#### PROBLEM:
Please give the entries again in full and exactly, without any picture.

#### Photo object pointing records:

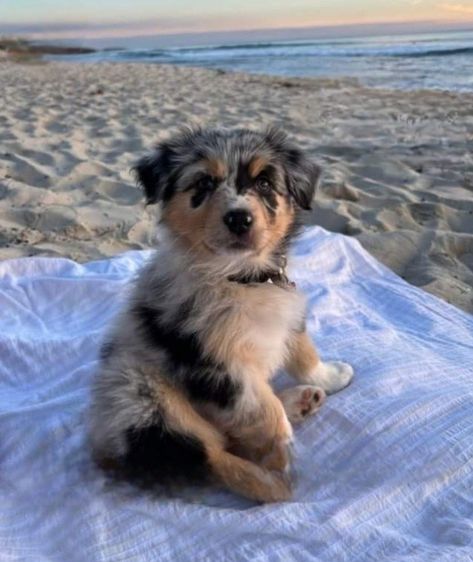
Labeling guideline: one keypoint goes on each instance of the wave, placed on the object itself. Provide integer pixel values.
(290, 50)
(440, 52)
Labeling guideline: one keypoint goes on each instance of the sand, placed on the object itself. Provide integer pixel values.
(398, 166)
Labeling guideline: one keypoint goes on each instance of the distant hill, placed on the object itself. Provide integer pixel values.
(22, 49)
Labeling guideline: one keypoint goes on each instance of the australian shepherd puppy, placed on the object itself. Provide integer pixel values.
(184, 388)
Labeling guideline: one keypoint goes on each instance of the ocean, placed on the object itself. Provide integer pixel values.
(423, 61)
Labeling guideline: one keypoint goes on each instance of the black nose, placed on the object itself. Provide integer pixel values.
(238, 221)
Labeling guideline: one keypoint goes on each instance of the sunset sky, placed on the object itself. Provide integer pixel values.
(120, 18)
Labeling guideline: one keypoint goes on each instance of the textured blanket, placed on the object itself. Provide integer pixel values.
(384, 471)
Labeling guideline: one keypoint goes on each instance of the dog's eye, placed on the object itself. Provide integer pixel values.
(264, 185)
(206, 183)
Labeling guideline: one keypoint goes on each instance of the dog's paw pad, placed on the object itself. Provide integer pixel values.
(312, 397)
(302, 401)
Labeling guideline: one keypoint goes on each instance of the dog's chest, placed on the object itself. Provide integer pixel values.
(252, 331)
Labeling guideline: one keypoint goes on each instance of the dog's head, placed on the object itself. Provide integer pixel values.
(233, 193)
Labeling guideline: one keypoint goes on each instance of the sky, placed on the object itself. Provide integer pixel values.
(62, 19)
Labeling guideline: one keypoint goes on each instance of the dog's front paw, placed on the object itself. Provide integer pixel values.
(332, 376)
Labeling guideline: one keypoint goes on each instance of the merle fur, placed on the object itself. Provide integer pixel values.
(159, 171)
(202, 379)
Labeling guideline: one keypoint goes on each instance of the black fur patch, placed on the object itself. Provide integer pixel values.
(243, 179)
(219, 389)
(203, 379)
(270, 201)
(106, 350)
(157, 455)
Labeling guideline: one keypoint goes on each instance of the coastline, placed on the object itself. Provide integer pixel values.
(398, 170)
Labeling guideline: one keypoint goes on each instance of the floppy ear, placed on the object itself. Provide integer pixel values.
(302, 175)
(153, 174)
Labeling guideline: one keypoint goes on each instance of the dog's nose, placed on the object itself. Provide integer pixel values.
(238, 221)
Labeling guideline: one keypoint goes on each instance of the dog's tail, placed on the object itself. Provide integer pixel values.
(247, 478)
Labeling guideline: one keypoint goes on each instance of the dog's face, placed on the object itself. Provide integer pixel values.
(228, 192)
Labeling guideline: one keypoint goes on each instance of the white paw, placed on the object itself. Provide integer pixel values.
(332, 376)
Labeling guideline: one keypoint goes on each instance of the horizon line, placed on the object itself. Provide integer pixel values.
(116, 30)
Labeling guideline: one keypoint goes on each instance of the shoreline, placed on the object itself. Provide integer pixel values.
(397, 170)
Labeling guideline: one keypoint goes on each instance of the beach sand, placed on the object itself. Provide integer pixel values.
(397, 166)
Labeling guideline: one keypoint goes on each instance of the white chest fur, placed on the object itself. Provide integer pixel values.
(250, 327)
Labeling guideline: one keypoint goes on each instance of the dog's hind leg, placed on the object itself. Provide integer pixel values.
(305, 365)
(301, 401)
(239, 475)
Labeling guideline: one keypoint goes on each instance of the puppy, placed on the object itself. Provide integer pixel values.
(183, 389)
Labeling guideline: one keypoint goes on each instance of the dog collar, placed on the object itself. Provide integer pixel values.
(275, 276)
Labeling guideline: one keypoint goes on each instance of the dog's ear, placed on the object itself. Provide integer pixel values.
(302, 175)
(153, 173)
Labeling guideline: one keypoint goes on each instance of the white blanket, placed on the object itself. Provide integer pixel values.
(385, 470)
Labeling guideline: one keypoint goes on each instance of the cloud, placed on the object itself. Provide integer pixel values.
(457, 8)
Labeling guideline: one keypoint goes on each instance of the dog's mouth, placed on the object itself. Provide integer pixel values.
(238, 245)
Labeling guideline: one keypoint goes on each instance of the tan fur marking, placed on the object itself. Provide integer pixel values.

#### RESPONSE FOR THIS EXERCISE:
Labeling guideline: one keypoint goes on each instance of the wave, placed on the object itself. Provide integer pixel values.
(290, 50)
(440, 52)
Labeling guideline: one keypoint goes on each instance of the sand, placed on the object itself. Provide integer pixel values.
(398, 166)
Labeling guideline: one keypoint goes on each instance of the distant hill, placed on the object itself. Provide integer pixel values.
(22, 49)
Labeling guideline: one keypoint goes on each instance of the australian shepherd puppy, placed on the object itself. Provide integer pixel values.
(184, 388)
Labeling guideline: one keypoint goes on each instance of the ocean, placed on the object itself. Provide integer pixel values.
(423, 61)
Labeling guideline: one keypoint goes on each instance of the black nose, placed on the object itself. Provide integer pixel values.
(238, 221)
Labeling guideline: one keypoint goes on each instance of the sunset sky, placed on the object itself. Provide integer pixel values.
(120, 18)
Labeling guideline: one keypoint goes on each instance of the textured blanket, placed on the object itself. Provide integer pixel values.
(384, 471)
Labeling guideline: one keypoint goes on each instance of the dog's eye, placed on the object itself. Provide integer pixel values.
(264, 185)
(206, 183)
Labeling guideline: one keypoint goes on each instance of the dog's paw pad, placed on the object itself. Provide integer pixel values.
(312, 397)
(302, 401)
Labeling guideline: one keypoint goes on each instance of the dog's chest, placed on the object itself. Provide integer pixel values.
(252, 331)
Labeling guideline: one keypoint goes on each instance of the dog's head, placed on the object itself. Provide integer pixel values.
(233, 193)
Labeling guideline: one keypoint goes on each instance of the sky, placed on the object itself. Provide integer pixel values.
(62, 19)
Labeling guideline: one keypoint goes on each instance of the dog's front paw, placed on the object itself. Provide integer pixel values.
(332, 376)
Labeling guideline: one keypoint goes on each instance of the merle fur, placed on the object itself. Provide integer pixel values.
(159, 171)
(202, 379)
Labeling guideline: one keypoint goes on each instance of the black fur patch, placed on the object itself. Provide integer pixel values.
(243, 179)
(219, 389)
(203, 379)
(270, 201)
(106, 350)
(157, 455)
Labeling guideline: one keypoint goes on each instance of the coastline, placed on the object itself. Provide integer pixel values.
(398, 170)
Labeling guideline: one keypoint goes on each instance of the floppy ear, placed on the object itself. Provide integer pixel values.
(302, 175)
(153, 174)
Labeling guideline: one keypoint goes on each instance of the dog's nose, placed on the object itself. Provide integer pixel values.
(238, 221)
Labeling guideline: one keypoint goes on each instance of the dog's tail, placed on the object itself. Provide integer pixel values.
(247, 478)
Labeling guideline: one keypoint goes on each instance of the dog's face, placed on the object itself. Provide integer pixel values.
(228, 192)
Labeling guideline: one keypoint goes on each instance of the white paw, placed on the object itself. Provide integer pixel values.
(332, 376)
Labeling guideline: one keypoint goes on each instance of the horizon line, placed on the object itself. Provide integer pixel values.
(116, 30)
Labeling guideline: one keypoint goes on each instance of the shoreline, placed on the object itself. Provide integer pixel values.
(397, 170)
Labeling guideline: one keypoint goes on each instance of the beach sand, placed on the object itself. Provide integer pixel values.
(397, 166)
Labeling guideline: one keypoint goes on each instance of the white chest fur, placed on the object itself. Provide integer pixel values.
(250, 327)
Labeling guideline: one keypoint goes on each instance of the dog's hind leg, placed on the object itself. Provide integer pixel values.
(305, 365)
(301, 401)
(239, 475)
Labeling guideline: one keypoint goes on each instance of the puppy, placed on the object itself. Provide integer pixel values.
(183, 389)
Labeling guideline: one keypoint goes on each instance of the dog collar, placed on the object itself. Provide integer pixel values.
(275, 276)
Labeling guideline: one keypoint goes on each instance of the dog's ear, placed on the object itself. Provide integer pixel values.
(302, 175)
(153, 173)
Labeling guideline: one keypoint goes on each instance of the white blanket, placed on the object itself. Provide integer pixel values.
(385, 470)
Labeling guideline: one keypoint goes on each instance of the cloud, placed on the object itself. Provide integer pixel values.
(457, 8)
Labeling guideline: one keypoint goes on each instance of the dog's mouth, placed on the object itself. Provide integer pixel values.
(238, 245)
Labeling guideline: one keypoint goes on each instance of the tan fur marking, placed on the object itself. Provide integer pixel values.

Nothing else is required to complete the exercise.